*** Dataset records ***

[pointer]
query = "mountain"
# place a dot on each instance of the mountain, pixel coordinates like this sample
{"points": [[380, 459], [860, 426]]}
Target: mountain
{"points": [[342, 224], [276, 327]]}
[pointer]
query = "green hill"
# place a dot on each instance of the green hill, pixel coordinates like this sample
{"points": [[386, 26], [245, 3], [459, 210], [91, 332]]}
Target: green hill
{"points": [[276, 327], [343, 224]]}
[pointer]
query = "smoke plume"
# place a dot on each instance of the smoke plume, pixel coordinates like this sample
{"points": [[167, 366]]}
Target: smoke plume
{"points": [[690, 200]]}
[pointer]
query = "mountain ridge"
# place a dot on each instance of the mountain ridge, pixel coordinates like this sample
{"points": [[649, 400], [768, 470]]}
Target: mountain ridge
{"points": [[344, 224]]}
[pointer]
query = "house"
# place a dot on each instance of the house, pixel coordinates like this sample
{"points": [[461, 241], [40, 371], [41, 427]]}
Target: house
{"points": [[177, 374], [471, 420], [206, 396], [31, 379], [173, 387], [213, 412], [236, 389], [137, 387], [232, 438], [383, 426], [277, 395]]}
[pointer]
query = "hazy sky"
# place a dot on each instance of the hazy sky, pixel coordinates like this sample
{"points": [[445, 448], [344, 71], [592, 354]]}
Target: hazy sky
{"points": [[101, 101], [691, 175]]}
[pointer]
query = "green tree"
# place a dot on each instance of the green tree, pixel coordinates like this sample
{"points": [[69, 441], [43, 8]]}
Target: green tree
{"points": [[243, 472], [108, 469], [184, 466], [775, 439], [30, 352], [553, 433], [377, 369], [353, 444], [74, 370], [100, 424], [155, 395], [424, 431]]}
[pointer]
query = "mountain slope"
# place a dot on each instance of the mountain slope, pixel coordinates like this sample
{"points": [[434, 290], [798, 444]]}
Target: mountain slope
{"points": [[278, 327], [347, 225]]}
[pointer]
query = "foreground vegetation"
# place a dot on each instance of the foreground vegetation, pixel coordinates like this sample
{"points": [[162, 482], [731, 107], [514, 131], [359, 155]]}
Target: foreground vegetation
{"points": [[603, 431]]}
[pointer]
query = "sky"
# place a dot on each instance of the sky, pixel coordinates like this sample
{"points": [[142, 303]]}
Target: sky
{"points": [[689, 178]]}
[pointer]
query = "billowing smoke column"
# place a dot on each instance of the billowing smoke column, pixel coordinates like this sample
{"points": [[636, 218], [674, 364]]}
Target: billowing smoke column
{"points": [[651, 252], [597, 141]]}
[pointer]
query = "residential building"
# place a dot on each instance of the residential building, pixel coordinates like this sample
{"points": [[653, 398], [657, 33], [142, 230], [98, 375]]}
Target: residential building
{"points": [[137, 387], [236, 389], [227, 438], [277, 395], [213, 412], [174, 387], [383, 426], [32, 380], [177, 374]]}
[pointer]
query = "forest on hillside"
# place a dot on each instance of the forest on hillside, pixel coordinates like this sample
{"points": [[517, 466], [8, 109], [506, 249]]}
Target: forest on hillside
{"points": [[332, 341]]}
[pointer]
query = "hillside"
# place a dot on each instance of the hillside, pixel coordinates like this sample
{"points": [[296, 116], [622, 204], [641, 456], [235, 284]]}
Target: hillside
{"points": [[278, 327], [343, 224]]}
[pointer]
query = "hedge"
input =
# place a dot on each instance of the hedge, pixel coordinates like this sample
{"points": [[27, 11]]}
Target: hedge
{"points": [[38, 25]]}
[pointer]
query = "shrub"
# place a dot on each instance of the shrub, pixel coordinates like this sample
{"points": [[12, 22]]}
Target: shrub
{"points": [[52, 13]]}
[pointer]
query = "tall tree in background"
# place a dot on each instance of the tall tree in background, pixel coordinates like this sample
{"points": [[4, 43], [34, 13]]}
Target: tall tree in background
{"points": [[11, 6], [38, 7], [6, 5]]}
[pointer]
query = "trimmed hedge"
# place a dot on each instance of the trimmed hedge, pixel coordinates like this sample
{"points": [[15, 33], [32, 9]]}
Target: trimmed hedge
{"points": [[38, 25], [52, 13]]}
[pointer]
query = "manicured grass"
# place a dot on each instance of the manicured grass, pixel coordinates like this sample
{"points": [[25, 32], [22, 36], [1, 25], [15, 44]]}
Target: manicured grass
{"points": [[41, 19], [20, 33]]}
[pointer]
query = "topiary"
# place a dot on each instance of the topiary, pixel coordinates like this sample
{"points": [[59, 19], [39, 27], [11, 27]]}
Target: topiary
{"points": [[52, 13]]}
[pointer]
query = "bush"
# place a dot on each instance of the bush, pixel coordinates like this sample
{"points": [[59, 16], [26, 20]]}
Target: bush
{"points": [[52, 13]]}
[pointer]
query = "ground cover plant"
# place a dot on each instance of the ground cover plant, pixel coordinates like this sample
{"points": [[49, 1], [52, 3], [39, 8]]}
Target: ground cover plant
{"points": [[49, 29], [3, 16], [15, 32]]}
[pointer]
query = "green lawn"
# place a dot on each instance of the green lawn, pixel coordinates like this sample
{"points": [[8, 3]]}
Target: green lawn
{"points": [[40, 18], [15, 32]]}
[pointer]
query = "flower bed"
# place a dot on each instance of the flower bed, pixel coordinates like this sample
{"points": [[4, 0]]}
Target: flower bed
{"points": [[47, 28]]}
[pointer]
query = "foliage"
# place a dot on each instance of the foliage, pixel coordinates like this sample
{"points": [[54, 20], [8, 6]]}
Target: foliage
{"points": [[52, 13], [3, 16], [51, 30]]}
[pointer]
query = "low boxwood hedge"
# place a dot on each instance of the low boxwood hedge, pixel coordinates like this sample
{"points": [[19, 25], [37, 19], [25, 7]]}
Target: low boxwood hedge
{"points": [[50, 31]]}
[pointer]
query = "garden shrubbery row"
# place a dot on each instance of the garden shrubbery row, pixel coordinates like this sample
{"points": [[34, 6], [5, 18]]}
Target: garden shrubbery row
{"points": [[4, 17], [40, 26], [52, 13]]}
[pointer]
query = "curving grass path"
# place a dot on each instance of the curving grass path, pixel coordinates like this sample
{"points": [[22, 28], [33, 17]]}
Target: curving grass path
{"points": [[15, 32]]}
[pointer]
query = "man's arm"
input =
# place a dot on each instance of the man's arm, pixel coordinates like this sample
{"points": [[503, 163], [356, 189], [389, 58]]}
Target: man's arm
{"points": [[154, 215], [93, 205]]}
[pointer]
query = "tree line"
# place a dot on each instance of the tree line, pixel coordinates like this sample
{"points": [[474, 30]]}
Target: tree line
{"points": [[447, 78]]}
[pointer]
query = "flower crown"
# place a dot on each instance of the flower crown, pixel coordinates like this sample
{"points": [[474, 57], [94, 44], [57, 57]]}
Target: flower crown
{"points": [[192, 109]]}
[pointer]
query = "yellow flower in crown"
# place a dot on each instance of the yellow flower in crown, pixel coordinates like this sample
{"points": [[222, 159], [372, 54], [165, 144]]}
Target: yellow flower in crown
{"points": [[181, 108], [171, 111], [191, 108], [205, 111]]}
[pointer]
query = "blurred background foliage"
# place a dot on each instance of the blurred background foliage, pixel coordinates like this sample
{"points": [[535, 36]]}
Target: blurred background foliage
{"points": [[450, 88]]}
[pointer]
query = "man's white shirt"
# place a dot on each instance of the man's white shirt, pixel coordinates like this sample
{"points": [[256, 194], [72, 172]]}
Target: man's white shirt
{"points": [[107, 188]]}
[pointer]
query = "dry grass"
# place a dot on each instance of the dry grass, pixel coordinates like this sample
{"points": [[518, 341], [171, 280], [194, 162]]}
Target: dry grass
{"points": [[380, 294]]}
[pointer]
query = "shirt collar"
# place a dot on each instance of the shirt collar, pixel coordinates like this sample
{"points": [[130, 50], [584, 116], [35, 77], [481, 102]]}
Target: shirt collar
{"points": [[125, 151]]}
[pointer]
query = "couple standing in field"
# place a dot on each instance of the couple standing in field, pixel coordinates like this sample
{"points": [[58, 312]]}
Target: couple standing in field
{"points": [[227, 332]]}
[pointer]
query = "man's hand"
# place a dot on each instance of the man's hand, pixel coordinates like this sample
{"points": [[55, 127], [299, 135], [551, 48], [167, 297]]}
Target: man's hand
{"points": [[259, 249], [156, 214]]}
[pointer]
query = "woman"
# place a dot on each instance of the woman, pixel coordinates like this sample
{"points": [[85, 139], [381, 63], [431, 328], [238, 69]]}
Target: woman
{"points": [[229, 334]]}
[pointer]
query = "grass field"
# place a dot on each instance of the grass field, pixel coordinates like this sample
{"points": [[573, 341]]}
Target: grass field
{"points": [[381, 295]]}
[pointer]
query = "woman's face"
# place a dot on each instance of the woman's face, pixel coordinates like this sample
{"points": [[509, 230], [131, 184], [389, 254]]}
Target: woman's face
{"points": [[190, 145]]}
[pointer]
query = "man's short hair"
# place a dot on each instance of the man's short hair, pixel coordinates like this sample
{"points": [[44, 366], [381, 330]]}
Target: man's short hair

***

Which lines in the records above contain the word "hair"? Copy each one.

query = "man's short hair"
# place a dot on each instance of the man's short hair, pixel coordinates like this sample
Target: man's short hair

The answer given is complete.